** Requirement **
Gather every line of the records that contains the word "wall", matching case exactly, and copy each one.

** Available records **
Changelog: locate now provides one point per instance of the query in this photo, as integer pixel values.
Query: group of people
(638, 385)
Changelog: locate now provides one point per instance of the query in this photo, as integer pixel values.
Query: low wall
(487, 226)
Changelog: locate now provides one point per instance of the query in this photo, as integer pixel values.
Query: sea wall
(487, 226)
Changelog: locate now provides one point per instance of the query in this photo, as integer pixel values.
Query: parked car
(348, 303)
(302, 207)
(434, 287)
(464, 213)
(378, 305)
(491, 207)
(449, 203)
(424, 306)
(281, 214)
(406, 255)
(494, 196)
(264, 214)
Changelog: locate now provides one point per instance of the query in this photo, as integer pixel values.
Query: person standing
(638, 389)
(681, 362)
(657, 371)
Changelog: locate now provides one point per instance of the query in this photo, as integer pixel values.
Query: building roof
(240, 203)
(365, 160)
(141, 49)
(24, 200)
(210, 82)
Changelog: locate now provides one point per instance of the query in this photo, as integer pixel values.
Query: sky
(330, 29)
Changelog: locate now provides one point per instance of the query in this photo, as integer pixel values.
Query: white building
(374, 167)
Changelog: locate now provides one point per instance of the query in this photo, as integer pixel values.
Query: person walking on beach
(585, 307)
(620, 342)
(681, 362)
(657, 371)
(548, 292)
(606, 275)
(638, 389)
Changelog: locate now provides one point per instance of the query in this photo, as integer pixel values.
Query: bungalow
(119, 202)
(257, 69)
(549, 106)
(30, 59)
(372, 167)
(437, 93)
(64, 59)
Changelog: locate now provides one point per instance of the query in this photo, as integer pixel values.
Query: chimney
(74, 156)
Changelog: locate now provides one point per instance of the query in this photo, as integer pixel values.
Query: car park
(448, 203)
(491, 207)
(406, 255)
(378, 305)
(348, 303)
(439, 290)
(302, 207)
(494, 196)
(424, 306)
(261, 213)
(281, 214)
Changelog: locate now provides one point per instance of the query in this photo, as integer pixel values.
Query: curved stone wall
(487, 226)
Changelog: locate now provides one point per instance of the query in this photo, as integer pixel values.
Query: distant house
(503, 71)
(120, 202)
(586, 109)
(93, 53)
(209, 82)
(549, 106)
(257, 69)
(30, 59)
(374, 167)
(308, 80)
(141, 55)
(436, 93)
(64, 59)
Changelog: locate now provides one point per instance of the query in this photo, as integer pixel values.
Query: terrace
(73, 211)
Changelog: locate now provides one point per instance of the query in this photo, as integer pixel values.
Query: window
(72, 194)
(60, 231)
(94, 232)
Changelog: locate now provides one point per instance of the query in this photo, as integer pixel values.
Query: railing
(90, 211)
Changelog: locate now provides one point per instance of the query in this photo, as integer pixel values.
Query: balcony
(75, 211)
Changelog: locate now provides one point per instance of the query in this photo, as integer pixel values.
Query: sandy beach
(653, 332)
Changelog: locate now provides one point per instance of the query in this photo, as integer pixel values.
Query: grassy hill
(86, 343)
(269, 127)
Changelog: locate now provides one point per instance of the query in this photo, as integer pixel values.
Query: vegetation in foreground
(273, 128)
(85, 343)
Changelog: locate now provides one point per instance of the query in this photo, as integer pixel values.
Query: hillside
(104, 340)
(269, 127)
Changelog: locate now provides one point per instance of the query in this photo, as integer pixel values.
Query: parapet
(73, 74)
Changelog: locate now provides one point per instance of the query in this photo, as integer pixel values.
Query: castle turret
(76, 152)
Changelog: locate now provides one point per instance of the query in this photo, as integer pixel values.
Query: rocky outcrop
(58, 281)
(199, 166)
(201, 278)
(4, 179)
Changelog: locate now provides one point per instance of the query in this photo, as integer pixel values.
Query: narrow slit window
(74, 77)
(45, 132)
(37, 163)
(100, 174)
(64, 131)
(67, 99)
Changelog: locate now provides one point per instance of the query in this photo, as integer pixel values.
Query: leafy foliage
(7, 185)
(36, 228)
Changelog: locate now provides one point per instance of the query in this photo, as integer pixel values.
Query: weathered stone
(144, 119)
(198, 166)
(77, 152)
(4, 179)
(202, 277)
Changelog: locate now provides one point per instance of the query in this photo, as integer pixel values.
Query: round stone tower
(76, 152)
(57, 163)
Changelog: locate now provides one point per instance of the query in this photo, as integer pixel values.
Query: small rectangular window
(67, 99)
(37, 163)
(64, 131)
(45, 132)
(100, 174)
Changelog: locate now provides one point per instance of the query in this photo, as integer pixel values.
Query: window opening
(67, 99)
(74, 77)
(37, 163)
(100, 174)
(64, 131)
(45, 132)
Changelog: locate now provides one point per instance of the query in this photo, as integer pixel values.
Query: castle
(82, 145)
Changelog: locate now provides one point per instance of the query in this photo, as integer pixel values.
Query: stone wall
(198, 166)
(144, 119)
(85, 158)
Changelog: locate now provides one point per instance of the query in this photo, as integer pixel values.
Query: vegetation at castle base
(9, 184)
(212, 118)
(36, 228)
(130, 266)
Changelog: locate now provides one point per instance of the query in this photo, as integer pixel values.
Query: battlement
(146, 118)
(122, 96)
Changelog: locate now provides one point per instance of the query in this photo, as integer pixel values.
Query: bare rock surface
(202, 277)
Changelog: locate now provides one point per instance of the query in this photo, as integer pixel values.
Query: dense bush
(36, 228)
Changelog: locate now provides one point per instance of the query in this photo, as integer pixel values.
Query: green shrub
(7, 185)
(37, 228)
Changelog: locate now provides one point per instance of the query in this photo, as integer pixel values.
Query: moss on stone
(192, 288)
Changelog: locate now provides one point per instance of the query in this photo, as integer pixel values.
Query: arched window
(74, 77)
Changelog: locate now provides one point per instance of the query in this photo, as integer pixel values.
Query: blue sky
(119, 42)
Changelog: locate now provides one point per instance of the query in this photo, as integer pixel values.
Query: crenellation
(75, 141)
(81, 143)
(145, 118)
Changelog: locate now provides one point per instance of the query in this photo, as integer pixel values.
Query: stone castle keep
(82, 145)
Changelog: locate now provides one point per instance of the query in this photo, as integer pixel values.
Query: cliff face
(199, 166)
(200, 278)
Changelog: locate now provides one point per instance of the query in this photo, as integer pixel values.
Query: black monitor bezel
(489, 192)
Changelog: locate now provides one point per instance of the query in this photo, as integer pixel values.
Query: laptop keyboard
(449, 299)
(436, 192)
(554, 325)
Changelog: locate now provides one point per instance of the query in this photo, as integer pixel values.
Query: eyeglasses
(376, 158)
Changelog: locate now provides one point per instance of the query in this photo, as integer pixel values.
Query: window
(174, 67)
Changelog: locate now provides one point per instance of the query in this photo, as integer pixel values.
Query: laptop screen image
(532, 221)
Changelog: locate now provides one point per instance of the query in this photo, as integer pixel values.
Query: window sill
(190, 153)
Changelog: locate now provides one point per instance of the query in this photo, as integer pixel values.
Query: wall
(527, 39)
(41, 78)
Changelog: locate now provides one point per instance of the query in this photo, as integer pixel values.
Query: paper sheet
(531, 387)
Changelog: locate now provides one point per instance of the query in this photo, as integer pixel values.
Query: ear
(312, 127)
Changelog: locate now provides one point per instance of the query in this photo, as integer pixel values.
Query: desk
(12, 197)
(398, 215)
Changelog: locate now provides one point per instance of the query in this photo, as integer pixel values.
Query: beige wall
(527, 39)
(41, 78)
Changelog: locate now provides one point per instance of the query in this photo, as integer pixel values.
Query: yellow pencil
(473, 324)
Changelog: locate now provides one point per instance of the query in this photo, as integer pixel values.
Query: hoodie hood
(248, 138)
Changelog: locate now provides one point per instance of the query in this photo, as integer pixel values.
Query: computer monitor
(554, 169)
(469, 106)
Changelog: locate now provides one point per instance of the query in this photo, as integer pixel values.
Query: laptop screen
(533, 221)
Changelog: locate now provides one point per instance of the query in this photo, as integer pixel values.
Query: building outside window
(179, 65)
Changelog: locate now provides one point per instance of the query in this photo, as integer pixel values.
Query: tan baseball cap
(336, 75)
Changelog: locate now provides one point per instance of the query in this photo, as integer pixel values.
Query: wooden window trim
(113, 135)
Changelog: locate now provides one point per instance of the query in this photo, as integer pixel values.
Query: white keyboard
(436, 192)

** Final result **
Query: low wall
Query: sea wall
Query: curved stone wall
Query: stone wall
Query: wall
Query: beige wall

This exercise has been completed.